** start of Data records **
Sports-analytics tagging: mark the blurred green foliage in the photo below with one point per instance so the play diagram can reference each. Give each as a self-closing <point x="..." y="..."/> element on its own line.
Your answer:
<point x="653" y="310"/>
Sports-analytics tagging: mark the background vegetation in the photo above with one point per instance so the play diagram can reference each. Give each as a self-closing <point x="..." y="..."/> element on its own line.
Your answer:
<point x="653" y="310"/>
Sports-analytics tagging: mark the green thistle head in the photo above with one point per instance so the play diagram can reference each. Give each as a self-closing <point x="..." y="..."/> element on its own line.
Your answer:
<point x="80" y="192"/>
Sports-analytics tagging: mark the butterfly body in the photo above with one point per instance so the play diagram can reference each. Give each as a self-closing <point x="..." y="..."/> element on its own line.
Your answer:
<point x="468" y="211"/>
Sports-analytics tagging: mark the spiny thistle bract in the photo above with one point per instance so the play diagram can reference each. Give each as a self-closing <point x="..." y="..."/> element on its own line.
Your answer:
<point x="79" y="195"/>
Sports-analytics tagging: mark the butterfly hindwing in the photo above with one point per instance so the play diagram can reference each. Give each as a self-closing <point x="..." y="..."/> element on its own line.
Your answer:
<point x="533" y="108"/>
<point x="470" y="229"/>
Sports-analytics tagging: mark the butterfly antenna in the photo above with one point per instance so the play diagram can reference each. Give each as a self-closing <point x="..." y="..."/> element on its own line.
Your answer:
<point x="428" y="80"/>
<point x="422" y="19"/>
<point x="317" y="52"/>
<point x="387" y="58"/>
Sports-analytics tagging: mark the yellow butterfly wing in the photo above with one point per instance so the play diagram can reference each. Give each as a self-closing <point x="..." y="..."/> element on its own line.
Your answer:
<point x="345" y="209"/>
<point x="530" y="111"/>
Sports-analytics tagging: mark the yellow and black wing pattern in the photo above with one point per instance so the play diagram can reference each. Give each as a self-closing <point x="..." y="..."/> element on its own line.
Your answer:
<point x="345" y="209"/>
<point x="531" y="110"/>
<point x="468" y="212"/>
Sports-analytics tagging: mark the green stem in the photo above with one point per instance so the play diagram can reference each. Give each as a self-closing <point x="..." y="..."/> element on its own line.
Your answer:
** end of Data records **
Arrange everything from the line containing "Sports-analytics tagging: mark the green stem" down to the end of the rows as a Markdown table with the columns n and Line, numbering each line and leaving out blank lines.

| n | Line |
|---|---|
| 1 | Sports-analytics tagging: mark the green stem in the photo above with one point per instance so the play diagram can reference each. Give each as a self-closing <point x="..." y="..."/> element on its own line. |
| 2 | Your answer: |